§ TASK DETAILS: Retype all of the data below word for word, leaving out the pictures.

§ DATASET RECORDS:

+===+

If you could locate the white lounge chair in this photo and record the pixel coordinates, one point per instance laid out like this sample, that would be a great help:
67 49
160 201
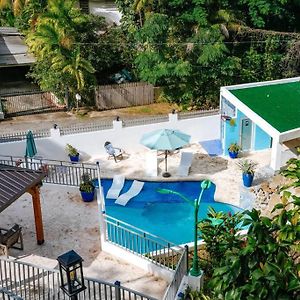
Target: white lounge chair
116 187
134 190
151 163
185 163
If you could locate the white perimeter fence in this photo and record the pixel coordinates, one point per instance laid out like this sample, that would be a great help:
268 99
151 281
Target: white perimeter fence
90 141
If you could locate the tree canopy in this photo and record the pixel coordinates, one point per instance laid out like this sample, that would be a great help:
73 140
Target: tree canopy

+===+

§ CORRECT OUTPUT:
If you could locate the white lounge chair in this photo and record the pixel coordinates, one point per instance laid out like this sample, that would be a great help:
67 49
160 201
Target: white lounge chair
116 187
134 190
151 163
185 163
If you could locate the white perimeter fence in this photo and record the pixel coordinates, one point per instance laid out like this sample, that would be a great help:
268 99
151 281
Target: white perimeter fence
90 141
If you could locate the tree canopy in this photo and record the pixel coordinates, one point per instance laid out like this sample, that would be a great help:
73 140
Target: tree canopy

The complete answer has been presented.